## Exercise instructions
Transcribe the records in full, keeping every word exactly as given.

● ● ● ● ●

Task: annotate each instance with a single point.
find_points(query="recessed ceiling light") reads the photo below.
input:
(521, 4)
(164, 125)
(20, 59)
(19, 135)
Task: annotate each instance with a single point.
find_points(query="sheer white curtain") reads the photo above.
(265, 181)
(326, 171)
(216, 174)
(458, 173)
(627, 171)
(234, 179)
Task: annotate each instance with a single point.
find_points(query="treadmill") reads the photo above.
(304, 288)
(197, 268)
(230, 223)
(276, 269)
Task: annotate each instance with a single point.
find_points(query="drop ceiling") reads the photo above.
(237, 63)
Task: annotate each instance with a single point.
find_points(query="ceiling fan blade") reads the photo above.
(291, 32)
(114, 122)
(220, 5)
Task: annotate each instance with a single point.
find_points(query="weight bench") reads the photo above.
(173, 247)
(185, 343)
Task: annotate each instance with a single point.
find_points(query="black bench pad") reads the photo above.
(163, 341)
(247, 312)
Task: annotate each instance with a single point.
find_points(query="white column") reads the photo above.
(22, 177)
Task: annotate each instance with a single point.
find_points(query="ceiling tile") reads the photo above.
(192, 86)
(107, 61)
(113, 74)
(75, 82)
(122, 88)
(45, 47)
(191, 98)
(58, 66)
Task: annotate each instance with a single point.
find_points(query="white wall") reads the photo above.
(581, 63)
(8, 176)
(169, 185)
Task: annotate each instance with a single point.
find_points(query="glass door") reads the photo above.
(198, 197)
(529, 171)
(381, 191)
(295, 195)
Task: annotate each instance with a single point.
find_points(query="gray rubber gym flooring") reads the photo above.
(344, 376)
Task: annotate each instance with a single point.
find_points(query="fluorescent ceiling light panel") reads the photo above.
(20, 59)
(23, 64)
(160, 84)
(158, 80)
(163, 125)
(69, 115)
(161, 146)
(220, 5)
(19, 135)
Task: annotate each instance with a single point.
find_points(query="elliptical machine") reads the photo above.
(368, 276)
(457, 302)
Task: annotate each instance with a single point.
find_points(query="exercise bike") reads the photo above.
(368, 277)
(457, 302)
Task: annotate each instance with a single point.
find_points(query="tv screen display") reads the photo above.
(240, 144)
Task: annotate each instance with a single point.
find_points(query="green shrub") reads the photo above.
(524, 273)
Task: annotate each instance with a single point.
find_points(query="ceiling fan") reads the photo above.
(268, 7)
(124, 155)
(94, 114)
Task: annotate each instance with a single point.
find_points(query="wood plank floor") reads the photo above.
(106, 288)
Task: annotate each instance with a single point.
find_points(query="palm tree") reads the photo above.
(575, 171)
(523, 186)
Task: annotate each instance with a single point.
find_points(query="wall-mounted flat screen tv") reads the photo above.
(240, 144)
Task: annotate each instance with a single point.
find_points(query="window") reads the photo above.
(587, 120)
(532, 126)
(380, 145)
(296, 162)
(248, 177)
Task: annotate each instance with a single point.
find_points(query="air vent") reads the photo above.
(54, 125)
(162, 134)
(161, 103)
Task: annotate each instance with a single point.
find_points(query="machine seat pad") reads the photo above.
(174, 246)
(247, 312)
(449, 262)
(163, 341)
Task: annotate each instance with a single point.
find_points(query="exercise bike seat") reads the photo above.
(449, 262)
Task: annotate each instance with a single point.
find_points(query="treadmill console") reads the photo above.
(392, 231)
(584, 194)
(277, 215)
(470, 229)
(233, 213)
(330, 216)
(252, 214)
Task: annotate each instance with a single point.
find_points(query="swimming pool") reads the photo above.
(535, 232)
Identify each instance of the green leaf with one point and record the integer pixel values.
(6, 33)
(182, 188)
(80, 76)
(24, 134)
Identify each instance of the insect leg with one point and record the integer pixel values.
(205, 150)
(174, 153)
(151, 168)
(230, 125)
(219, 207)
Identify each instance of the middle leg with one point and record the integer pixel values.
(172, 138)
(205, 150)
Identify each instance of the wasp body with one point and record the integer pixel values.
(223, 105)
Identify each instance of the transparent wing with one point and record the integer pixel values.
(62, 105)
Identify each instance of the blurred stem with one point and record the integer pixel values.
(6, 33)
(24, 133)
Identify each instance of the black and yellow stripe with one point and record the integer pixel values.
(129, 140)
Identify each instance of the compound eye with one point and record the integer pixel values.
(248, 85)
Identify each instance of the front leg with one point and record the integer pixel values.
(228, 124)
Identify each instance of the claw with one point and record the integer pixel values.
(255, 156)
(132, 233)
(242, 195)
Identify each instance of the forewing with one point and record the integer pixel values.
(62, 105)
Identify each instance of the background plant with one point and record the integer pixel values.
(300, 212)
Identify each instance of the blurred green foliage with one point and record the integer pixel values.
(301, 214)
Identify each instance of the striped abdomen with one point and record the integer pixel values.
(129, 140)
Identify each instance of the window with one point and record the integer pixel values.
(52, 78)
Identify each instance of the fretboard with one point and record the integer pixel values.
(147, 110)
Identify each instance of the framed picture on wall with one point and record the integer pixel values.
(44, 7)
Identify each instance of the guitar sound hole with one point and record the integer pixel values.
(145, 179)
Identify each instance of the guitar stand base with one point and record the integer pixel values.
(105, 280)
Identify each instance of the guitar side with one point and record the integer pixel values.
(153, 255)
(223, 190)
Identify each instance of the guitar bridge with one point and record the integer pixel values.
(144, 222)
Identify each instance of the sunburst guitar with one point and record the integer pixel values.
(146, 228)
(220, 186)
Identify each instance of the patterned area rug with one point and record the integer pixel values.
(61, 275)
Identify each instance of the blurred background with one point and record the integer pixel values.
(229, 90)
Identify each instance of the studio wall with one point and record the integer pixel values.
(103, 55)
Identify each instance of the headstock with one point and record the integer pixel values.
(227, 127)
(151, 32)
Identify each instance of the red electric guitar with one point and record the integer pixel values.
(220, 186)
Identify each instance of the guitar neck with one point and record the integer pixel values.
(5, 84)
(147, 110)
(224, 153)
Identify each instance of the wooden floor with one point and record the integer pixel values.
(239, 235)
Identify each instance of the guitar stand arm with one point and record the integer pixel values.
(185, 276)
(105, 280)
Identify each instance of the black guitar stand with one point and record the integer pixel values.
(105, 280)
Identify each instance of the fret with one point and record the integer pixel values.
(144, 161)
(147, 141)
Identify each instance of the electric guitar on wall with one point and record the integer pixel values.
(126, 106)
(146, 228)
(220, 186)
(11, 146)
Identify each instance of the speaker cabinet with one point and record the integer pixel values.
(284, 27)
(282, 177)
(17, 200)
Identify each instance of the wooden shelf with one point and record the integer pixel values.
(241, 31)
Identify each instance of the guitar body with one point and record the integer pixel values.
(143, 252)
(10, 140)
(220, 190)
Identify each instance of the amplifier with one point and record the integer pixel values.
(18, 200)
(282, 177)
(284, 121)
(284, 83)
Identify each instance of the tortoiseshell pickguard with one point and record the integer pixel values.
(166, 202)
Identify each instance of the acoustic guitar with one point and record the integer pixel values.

● ● ● ● ●

## Exercise solution
Task: annotate each instance with a single point.
find_points(query="recessed ceiling light") reads the photo below.
input:
(521, 4)
(164, 125)
(20, 59)
(19, 135)
Task: annotate each instance with a single point.
find_points(query="sheer white curtain") reads the photo above.
(265, 181)
(326, 171)
(216, 174)
(458, 173)
(627, 171)
(234, 179)
Task: annotate each instance with a single point.
find_points(query="treadmill") reads the photo above.
(304, 288)
(197, 268)
(230, 223)
(276, 269)
Task: annotate each instance with a single point.
find_points(query="drop ceiling") reads the photo above.
(237, 63)
Task: annotate each instance with a single point.
find_points(query="ceiling fan blade") reads the photo above.
(291, 32)
(114, 122)
(220, 5)
Task: annotate each instance with a single point.
find_points(query="weight bench") reads the photo above.
(173, 247)
(185, 343)
Task: annotate each instance with a single point.
find_points(query="black bench pad") reads the photo above.
(163, 341)
(247, 312)
Task: annotate each instance with a single point.
find_points(query="white column") reads the photo above.
(22, 177)
Task: annotate each instance with a single point.
find_points(query="ceiling tile") reads the photo above.
(192, 86)
(107, 61)
(113, 74)
(75, 82)
(122, 88)
(45, 47)
(191, 98)
(58, 66)
Task: annotate each instance with a single point.
find_points(query="white wall") reads the photo above.
(581, 63)
(8, 176)
(169, 185)
Task: annotate each instance with a single point.
find_points(query="glass door") reads the photo above.
(198, 197)
(529, 171)
(381, 191)
(295, 195)
Task: annotate each instance with a single point.
find_points(query="gray rubber gym flooring") reads the photo above.
(344, 376)
Task: annotate each instance with a single point.
find_points(query="fluorescent ceiling light panel") reads the photo above.
(20, 59)
(23, 64)
(160, 84)
(158, 80)
(163, 125)
(69, 115)
(161, 146)
(220, 5)
(19, 135)
Task: annotate each instance with a single point.
find_points(query="elliptical machine") reads the photo above.
(368, 276)
(457, 302)
Task: annotate each instance with a single point.
find_points(query="exercise bike") reads the photo above.
(368, 277)
(457, 302)
Task: annotate each instance with a single point.
find_points(query="tv screen display") reads the photo above.
(240, 144)
Task: annotate each instance with a single point.
find_points(query="green shrub") reads the photo above.
(524, 273)
Task: annotate each instance with a single point.
find_points(query="ceiling fan") reads the photo above.
(268, 7)
(124, 155)
(94, 114)
Task: annotate each instance with a single point.
find_points(query="wood plank floor") reads the photo above.
(106, 288)
Task: annotate each instance with a single point.
find_points(query="palm tree") reads the photo above.
(575, 171)
(523, 186)
Task: annotate each instance with a single point.
find_points(query="wall-mounted flat screen tv") reads the photo above.
(240, 144)
Task: annotate each instance with a single point.
find_points(query="window") reads the photo above.
(587, 120)
(532, 126)
(380, 145)
(296, 162)
(248, 177)
Task: annotate each instance with a single point.
find_points(query="air vent") reads the photo above.
(54, 125)
(162, 134)
(161, 103)
Task: annotate each instance with a single point.
find_points(query="machine seat pad") reads the photo above.
(174, 246)
(247, 312)
(449, 262)
(163, 341)
Task: annotate each instance with a single point.
find_points(query="exercise bike seat") reads the photo above.
(449, 262)
Task: annotate each instance with a single point.
find_points(query="treadmill console") reads the photo above.
(392, 231)
(584, 194)
(277, 215)
(470, 229)
(233, 213)
(330, 216)
(252, 214)
Task: annotate each instance with a single point.
find_points(query="swimming pool") reads the photo above.
(535, 232)
Identify each instance of the green leaf with one point and record the integer pixel values.
(6, 33)
(182, 188)
(80, 76)
(24, 134)
Identify each instance of the insect leg with one point and record the integer pixel values.
(205, 150)
(174, 153)
(151, 168)
(230, 125)
(219, 207)
Identify each instance of the middle leg with one point and record the integer pixel values.
(172, 138)
(205, 150)
Identify each instance of the wasp body with one point and record the integer pixel values.
(223, 105)
Identify each instance of the transparent wing with one point and record the integer pixel values.
(62, 105)
Identify each instance of the blurred stem with one point and record the integer pixel values.
(6, 33)
(24, 133)
Identify each instance of the black and yellow stripe with one point and record the integer pixel values.
(129, 140)
Identify each instance of the compound eye with one point and record the integer pixel values.
(248, 85)
Identify each instance of the front leg with one point and record the integer pixel values.
(228, 124)
Identify each instance of the claw with one point and record the integer pixel values.
(255, 156)
(132, 233)
(242, 195)
Identify each instance of the forewing with one point and record the integer pixel values.
(62, 105)
Identify each instance of the background plant with one point and record the integer pixel values.
(300, 212)
Identify each instance of the blurred green foliage with one point and record the integer pixel values.
(301, 214)
Identify each instance of the striped abdomen with one point and record the integer pixel values.
(129, 140)
Identify each instance of the window with one point and record the integer pixel values.
(52, 78)
Identify each instance of the fretboard with one point and record the integer pixel values.
(147, 110)
Identify each instance of the framed picture on wall with one point and record the integer pixel values.
(44, 7)
Identify each instance of the guitar sound hole with one point and record the integer pixel values.
(145, 179)
Identify each instance of the guitar stand base with one point and record the integer pixel values.
(105, 280)
Identify each instance of the guitar side with one point and record the integer pixel values.
(153, 255)
(223, 190)
Identify each instance of the guitar bridge with one point and record the integer pixel values.
(144, 222)
Identify each instance of the sunburst guitar with one point and record the integer pixel values.
(146, 228)
(220, 186)
Identify each instance of the patterned area rug with one point and record the integer pixel values.
(61, 275)
Identify each instance of the blurred background with one point and record the integer pixel values.
(229, 90)
Identify each instance of the studio wall with one point and record the integer pixel values.
(103, 55)
Identify each instance of the headstock with one point and record the integer pixel values.
(227, 127)
(151, 32)
Identify each instance of the red electric guitar with one point and record the integer pixel values.
(220, 186)
Identify each instance of the guitar neck with one point and record the integer pixel values.
(5, 84)
(147, 110)
(224, 153)
Identify each instance of the wooden floor with one point and record the integer pixel values.
(239, 235)
Identify each instance of the guitar stand arm with one point and record the integer pixel values.
(185, 276)
(105, 280)
Identify each instance of the black guitar stand with one point and record the integer pixel values.
(105, 280)
Identify each instance of the fret with one point and record the integer pixel values.
(144, 161)
(147, 141)
Identify each instance of the electric guitar on wall with one point and record the integer pixel values.
(126, 106)
(146, 228)
(220, 186)
(11, 146)
Identify each instance of the speaker cabinet with one point and record the integer pixel values.
(284, 27)
(282, 177)
(17, 200)
Identify each instance of the wooden shelf with one point and record the integer pixel values.
(241, 31)
Identify each instance of the guitar body with one point and record the integer pixel values.
(143, 252)
(10, 140)
(220, 190)
Identify each instance of the amplifier with one point and record the integer pixel values.
(18, 200)
(282, 177)
(284, 121)
(284, 83)
Identify each instance of the tortoiseshell pickguard with one point and record the integer pixel values.
(166, 202)
Identify each instance of the acoustic guitar with one point and record the integer pixel values.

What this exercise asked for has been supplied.